**Set problem:**
Please answer these questions using the book description that follows:
1. According to the description, what did many iterations of the Indian Act confer on a woman through marriage?
2. What did Martin J. Cannon establish at the University of Saskatchewan, and during which years?
3. To which clan does Martin J. Cannon belong?

Men, Masculinity, and the Indian Act

by Martin J. Cannon

tagged: indigenous studies, gender studies
Description

Canada’s Indian Act is infamously sexist. Many iterations of the legislation conferred a woman’s status rights through marriage, and even once it was amended First Nations women could not necessarily pass their status on to their descendants. What has that injustice meant for First Nations men? Martin J. Cannon challenges a decades-long assumption that the act has affected Indigenous people as either “women” or “Indians” – but not both. He argues that sexism and racialization within the law must instead be understood as interlocking forms of discrimination that disrupt gender complementarity and undercut the identities of Indigenous men through their female forebears.

About the Author

Martin J. Cannon

Contributor Notes

Martin J. Cannon is Onyota’a:ka (Oneida Nation), Turtle Clan, and a citizen of the Six Nations at Grand River Territory. He is an associate professor in the Department of Social Justice Education at the University of Toronto’s Ontario Institute for Studies in Education and an adjunct professor of sociology at the University of Saskatchewan, where he established the Indigenous Peoples’ Justice Initiative, 2002–07. He is also a co-editor of Racism, Colonialism, and Indigeneity in Canada, and an invited speaker for the Native Women’s Association of Canada, the Union of Ontario Indians, and the National Centre for First Nations Governance.

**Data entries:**
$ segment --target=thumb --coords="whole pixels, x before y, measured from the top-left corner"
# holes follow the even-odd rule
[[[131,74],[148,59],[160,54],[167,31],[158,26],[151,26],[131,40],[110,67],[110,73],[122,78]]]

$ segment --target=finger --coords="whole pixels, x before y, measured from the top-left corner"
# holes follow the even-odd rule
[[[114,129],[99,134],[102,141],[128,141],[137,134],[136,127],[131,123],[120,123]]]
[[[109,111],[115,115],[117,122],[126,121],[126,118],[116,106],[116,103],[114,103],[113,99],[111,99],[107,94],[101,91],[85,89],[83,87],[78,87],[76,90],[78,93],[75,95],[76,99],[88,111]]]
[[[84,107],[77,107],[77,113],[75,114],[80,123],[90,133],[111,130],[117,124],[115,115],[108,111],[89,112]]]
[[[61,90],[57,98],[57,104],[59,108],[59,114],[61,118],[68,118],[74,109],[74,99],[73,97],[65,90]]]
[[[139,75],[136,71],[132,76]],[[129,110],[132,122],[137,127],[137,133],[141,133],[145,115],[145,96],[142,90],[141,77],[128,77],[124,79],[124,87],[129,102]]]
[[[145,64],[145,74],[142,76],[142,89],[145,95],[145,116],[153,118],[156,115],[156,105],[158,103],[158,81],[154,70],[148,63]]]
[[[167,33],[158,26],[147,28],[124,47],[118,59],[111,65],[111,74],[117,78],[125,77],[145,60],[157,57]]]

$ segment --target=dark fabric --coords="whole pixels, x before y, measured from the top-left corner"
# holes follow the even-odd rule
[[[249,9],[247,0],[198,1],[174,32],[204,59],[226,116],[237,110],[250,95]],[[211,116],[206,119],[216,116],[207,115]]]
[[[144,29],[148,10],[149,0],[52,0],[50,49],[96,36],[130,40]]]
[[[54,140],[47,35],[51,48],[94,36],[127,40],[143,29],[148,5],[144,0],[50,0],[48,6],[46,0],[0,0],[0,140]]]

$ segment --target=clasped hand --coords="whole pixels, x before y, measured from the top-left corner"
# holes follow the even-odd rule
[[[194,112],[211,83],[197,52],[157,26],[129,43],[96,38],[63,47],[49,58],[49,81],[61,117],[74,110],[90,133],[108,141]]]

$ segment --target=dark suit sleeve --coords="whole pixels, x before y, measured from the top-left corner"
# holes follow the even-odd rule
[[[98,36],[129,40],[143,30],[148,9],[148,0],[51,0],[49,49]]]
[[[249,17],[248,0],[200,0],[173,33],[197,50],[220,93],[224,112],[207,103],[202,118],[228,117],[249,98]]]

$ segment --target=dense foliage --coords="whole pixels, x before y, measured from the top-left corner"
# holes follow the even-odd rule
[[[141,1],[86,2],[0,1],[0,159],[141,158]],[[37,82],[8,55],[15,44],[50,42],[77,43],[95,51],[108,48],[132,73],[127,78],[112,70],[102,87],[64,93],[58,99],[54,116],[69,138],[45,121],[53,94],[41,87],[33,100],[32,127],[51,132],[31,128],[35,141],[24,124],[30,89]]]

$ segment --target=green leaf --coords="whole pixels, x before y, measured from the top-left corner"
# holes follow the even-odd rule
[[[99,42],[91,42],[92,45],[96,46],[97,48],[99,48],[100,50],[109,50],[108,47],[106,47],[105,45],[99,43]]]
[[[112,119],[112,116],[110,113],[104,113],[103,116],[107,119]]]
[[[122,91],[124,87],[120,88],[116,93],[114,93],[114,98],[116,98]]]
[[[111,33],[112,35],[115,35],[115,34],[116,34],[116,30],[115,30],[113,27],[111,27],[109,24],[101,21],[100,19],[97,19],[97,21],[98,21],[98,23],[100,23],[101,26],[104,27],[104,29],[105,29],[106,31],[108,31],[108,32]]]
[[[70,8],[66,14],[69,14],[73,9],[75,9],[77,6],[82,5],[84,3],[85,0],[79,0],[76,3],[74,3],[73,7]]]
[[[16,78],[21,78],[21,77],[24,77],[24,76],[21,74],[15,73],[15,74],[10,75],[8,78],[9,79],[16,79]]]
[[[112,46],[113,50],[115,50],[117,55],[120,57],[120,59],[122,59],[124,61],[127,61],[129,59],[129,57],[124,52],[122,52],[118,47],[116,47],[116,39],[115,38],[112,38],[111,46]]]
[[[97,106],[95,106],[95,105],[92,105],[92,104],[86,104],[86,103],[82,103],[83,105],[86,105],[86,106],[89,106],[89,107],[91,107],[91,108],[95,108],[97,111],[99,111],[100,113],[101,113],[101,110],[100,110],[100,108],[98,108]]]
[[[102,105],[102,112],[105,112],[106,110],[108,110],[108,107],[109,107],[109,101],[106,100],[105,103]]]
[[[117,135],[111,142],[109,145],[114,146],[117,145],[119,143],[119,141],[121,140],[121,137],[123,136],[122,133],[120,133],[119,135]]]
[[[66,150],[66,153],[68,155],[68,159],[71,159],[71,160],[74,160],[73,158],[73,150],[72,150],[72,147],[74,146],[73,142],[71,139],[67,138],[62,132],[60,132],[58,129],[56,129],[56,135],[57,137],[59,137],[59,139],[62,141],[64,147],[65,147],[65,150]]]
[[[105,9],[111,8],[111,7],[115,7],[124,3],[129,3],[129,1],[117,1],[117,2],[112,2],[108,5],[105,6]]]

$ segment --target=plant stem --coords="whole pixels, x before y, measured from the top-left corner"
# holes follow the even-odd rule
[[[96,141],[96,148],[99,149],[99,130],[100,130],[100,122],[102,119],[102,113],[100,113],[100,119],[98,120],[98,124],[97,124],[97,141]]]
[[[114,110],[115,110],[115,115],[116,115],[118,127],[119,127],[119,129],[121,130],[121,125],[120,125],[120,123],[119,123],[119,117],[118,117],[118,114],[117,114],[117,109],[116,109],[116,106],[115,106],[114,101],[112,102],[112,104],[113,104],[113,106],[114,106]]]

**Result of this exercise:**
1. Her status rights.
2. The Indigenous Peoples’ Justice Initiative, 2002–07.
3. The Turtle Clan.